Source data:
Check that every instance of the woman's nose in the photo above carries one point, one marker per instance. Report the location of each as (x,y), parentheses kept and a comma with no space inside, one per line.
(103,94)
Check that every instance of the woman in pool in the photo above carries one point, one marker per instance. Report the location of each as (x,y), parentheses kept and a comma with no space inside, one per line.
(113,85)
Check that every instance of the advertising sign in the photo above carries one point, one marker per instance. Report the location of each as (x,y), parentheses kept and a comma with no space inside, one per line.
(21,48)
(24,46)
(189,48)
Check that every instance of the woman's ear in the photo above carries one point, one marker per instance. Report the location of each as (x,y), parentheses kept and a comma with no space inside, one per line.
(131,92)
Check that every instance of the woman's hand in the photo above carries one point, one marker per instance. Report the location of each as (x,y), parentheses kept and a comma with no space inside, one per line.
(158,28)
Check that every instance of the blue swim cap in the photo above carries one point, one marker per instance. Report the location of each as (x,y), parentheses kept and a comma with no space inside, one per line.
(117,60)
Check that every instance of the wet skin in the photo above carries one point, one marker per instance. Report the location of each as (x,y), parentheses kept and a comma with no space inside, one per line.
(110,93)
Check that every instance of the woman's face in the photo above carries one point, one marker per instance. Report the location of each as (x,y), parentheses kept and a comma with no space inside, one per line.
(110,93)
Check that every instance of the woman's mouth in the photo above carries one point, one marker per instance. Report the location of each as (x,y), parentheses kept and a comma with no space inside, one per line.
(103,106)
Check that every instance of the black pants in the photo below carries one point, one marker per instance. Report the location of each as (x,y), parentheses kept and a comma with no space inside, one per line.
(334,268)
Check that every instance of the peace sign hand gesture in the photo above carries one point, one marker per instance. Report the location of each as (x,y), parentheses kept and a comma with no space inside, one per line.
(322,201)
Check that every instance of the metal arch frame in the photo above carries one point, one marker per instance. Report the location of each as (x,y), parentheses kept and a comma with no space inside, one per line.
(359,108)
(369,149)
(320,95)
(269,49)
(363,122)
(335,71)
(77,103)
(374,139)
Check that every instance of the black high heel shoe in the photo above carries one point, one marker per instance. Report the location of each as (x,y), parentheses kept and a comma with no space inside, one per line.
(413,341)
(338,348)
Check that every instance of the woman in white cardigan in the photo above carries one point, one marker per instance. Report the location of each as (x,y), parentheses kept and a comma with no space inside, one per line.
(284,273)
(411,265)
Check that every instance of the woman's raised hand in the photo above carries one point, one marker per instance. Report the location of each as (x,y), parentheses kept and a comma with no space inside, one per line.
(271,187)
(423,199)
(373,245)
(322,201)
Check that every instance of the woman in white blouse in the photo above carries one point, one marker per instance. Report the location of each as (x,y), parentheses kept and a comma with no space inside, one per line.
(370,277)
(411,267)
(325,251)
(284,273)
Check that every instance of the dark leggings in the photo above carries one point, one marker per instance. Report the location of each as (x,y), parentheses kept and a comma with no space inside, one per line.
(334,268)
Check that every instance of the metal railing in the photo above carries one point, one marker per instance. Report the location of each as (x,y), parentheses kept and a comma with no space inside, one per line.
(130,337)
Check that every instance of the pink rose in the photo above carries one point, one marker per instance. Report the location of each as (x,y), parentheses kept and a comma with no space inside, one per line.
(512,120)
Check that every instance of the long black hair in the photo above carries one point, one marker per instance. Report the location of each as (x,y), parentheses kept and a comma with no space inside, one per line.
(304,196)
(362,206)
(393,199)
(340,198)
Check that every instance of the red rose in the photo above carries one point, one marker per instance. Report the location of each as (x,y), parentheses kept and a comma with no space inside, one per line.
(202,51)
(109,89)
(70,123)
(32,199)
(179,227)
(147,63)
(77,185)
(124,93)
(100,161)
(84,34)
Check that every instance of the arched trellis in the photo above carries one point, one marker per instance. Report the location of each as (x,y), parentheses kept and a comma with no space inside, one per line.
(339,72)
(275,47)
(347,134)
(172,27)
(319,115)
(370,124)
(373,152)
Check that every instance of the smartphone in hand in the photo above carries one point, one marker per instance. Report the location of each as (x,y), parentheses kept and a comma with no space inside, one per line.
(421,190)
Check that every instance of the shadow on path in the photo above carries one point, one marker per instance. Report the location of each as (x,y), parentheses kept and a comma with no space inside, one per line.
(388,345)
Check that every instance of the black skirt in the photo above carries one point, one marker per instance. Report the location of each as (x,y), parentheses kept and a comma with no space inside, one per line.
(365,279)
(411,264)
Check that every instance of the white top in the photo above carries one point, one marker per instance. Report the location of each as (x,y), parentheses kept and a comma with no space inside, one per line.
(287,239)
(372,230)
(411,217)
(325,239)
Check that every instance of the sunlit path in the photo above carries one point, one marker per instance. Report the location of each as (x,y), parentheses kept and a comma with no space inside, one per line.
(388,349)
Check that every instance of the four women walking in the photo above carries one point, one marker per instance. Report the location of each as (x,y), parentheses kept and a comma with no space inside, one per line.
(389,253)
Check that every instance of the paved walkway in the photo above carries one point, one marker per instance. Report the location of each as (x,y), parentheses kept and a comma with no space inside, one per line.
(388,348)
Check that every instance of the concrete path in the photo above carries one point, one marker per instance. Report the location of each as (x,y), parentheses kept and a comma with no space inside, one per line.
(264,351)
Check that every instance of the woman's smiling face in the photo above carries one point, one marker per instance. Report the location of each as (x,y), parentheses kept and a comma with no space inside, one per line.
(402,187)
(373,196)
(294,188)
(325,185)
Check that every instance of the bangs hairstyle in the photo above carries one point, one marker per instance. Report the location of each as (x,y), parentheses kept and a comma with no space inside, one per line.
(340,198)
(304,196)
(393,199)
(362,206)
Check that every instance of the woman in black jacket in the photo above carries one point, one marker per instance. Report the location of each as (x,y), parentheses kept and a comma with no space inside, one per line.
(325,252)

**To be done:**
Reproduce every entry in the source data above word for word, keeping each line unchanged and in its original order.

**Exercise response:**
Check that every instance of the woman's nose in the photo above carries one point, one marker per instance. Report the location of each as (x,y), parentheses kept and a comma with no space inside, one per line.
(103,94)
Check that every instance of the woman in pool in the photo above carries one point, one marker per instance. Report the location of each as (x,y), parentheses kept and a comma with no space inside, one per line.
(113,85)
Check that every instance of the advertising sign in the photo above carries one point, one marker per instance. Report the location of each as (x,y), parentheses kept and a comma with no space inside, one per line.
(21,48)
(24,46)
(189,48)
Check that every instance of the woman's ear in the photo above carries one point, one marker per instance. Report the location of each as (x,y), parentheses kept and a comma with no space inside, one per line.
(131,92)
Check that every instance of the woman's hand in the photo above carries one point, one marker per instance. Report the location of each as (x,y), parentheses kept and a comma with no space inside, one per line.
(158,28)
Check that every instance of the blue swim cap in the photo above carries one point, one marker per instance. Report the location of each as (x,y), parentheses kept and a comma with no space inside, one per line.
(117,60)
Check that every instance of the wet skin in the photo above carries one point, one marker per instance. Report the location of each as (x,y), parentheses kept and a comma with no space inside, one per line.
(110,93)
Check that every instance of the woman's face in the photo above carries one point, one marker per instance. Report the location of each as (x,y), parentheses kept and a comma with no space inside, one per line.
(110,93)
Check that every instance of the woman's mouth in the photo above carries one point, one marker per instance. Report the location of each as (x,y), parentheses kept and a comma with no space inside, one per line.
(103,106)
Check that every instance of the black pants in the photo below carries one point, one marker per instance. Report the location of each as (x,y), parentheses kept and a comma with no space inside, one per line.
(334,268)
Check that every instance of the peace sign hand gesture in the photo above carries one point, one marker per instance. Report the location of each as (x,y), parentheses kept and a comma with no space inside, one per line.
(322,201)
Check that every instance of the metal arch frame in the photo above carries one point, one marker per instance. Report the location of each as (x,y), parentheses kept and a comma with no space inside, one per line.
(359,108)
(369,149)
(320,95)
(269,49)
(363,122)
(335,71)
(77,103)
(374,139)
Check that every instance of the black high heel shoe in the photo above carries one point, one marker per instance. Report the location of each as (x,y), parentheses kept and a comma with no space inside, one per line.
(413,341)
(338,348)
Check that every instance of the woman in white cardigan in the photo above carries one point, one marker per instance. Report the location of each as (x,y), parentheses kept and a comma with no space inside, one per line.
(284,273)
(411,265)
Check that every instance of the woman's raised hand in the photo above carries one point, one marker per instance. Report the location of each as (x,y), parentheses kept and a comma with no space inside, one per line.
(271,187)
(423,199)
(373,245)
(322,201)
Check that every instance of the woman in white blouse in the photo above carries one point, one marker per instance. Report the location of each as (x,y), parentheses kept and a comma with no space inside, one per line.
(370,277)
(411,267)
(325,251)
(284,273)
Check that every instance of the dark leggings in the photo above carries one point, one marker per instance. Report the location of each as (x,y), parentheses kept and a comma with no space inside, one per line.
(334,268)
Check that every instance of the metal railing in the photo above carries one point, one marker per instance. Report the location of each as (x,y), parentheses kept and a comma with no space inside, one per line.
(130,337)
Check that every instance of the pink rose in the photo above carries one point, one marker per instance. Report the location of each as (x,y), parentheses kept and a comma with no space inside, one per line.
(512,120)
Check that every instance of the long black hair in the photo above carries one point, one marker per instance. Report the location of each as (x,y), parentheses kept and a comma with no space inside, one per line.
(304,196)
(362,206)
(393,199)
(340,198)
Check that every instance of the red rose in the photo above carries one point, one marker per instance. Report the location of each as (x,y), parentheses kept and a comma with no space inside, one per line.
(202,51)
(109,89)
(70,123)
(32,199)
(179,227)
(147,63)
(77,185)
(124,93)
(100,161)
(84,34)
Check that every instance of the arched trellis in the photo above carries one point, one marker per instance. Report the location of each as (x,y), parentheses kept and a comma with no space inside, one per line.
(339,72)
(275,47)
(347,134)
(172,27)
(319,115)
(370,124)
(373,152)
Check that every instance of the smartphone in hand in the photo above carries one point, one marker per instance. Report the location of each as (x,y), parentheses kept and a comma with no space inside, one per line.
(421,190)
Check that every instance of the shadow on path in the photo above carries one point, one marker per instance. Report the location of each as (x,y), parentheses kept and a comma with no space inside, one per line.
(388,345)
Check that every instance of the black skirt in the photo above carries one point, one marker per instance. Report the location of each as (x,y), parentheses kept and a comma with no space inside, one per line.
(365,279)
(411,264)
Check that every instance of the white top in the photo above carries one point, one marker per instance. Report the location of each as (x,y), parentheses kept and a comma with no space inside, one per line.
(287,239)
(372,230)
(411,217)
(325,239)
Check that every instance of the sunlit path in the photo above carries one point, one marker per instance. Report the location of each as (x,y), parentheses kept and a comma with no space inside, one per line.
(388,349)
Check that every instance of the four women walking in the photo above carries one point, one marker per instance. Report the location of each as (x,y), parentheses kept and a comma with no space inside, one per line.
(389,253)
Check that every instance of the paved walkway in the photo above carries one point, one marker per instance. Report the location of each as (x,y), parentheses kept and a comma with no space inside, one per line.
(388,348)
Check that every instance of the concrete path in the photo above carries one point, one marker per instance. Report the location of each as (x,y), parentheses kept and a comma with no space inside, one per line.
(264,351)
Check that every instance of the woman's smiling face in the photo above carries one point, one marker per instance. Report the location of each as (x,y), parentheses kept and a comma with no space inside, one per line.
(402,187)
(373,196)
(294,188)
(325,185)
Check that every instance of the bangs hairstyle in the photo above carries one point, one marker per instance. Report the location of each as (x,y), parentheses kept and a comma with no space inside, one per line.
(340,198)
(304,196)
(393,199)
(362,206)
Check that every instance of the woman in black jacket in the photo above carries one point, one marker per instance. Report the location of each as (x,y), parentheses kept and a comma with no space inside, one per line.
(325,252)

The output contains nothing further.